The police have been very openly active at enforcing the law and whilst resulting in situations like this, unfortunately it is easy to forget that it is their job to do so and they are right to do it. It is not the police's actions that need to be amended, but the law itself. That being said, I am personally frustrated to see tax money spent on such waste.
I understand that the purpose of the law is supposed to protect against scam organizations. We had eg. one cancer relief fund (on organization) that collected money and had spent around 99% of the donation money to administrative costs *1. A blatantly fraudulent enterprise. I have no idea how efficient the law is at fighting fraudulent organizations such as those, but I do have some doubts.
Similar baffling interjections by police have come up with companies. A recent one was a small radio station "Radio Helsinki", that introduced voluntary listening fees to gather funds. That was not possible *2. Also the kickstarter-like projects faced somewhat similar troubles *3.

* Supplied records *
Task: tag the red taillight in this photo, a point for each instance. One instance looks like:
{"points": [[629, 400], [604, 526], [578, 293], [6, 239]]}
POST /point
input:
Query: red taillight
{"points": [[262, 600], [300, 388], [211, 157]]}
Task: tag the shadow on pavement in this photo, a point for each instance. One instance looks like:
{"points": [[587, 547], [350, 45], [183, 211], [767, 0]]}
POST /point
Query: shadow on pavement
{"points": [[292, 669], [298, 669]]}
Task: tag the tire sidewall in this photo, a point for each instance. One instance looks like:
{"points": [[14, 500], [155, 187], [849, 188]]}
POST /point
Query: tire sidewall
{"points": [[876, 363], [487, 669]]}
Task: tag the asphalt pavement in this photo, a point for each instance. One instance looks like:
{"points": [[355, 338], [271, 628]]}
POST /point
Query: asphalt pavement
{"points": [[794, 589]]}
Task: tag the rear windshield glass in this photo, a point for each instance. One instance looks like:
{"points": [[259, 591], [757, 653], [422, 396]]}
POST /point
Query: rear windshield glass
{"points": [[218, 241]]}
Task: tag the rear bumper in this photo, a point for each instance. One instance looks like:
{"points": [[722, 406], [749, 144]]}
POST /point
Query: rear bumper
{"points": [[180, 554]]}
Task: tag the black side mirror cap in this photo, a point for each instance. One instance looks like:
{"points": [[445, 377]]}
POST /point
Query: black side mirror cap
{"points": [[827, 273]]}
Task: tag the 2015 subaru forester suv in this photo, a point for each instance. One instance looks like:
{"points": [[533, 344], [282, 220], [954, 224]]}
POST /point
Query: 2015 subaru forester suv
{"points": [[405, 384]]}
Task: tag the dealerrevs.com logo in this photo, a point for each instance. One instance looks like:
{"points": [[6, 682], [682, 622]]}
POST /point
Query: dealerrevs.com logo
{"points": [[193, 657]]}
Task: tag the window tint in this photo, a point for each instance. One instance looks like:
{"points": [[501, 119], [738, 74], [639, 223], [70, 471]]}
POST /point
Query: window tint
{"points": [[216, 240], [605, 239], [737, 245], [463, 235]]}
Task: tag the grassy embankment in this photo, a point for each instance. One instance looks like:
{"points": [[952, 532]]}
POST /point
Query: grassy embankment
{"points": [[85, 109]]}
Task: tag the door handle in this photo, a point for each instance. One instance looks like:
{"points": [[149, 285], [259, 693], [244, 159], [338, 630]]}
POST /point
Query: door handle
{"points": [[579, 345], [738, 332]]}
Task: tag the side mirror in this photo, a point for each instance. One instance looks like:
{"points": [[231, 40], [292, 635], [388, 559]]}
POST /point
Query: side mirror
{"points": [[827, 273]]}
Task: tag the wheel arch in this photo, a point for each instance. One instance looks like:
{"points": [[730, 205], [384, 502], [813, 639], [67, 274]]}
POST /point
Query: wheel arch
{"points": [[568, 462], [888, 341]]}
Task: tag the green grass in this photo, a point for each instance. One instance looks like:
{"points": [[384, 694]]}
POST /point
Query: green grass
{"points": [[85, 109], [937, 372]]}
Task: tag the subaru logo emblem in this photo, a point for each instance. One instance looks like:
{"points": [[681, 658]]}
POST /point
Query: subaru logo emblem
* * *
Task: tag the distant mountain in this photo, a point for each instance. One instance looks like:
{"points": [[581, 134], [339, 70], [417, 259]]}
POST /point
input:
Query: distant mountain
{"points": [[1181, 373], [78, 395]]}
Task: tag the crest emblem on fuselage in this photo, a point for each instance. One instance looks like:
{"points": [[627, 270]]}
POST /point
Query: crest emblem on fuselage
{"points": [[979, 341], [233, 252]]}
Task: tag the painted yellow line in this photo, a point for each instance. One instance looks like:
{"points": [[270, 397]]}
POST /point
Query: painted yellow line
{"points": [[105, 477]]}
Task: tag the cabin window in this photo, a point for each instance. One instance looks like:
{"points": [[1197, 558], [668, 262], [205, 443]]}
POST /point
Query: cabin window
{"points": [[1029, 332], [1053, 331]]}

* What you have to do *
Rewrite the text on the police and the fundraising law from "I understand that" up to and including "have some doubts.", changing "administrative costs" to "staff salaries".

* Answer for the task *
I understand that the purpose of the law is supposed to protect against scam organizations. We had eg. one cancer relief fund (on organization) that collected money and had spent around 99% of the donation money to staff salaries *1. A blatantly fraudulent enterprise. I have no idea how efficient the law is at fighting fraudulent organizations such as those, but I do have some doubts.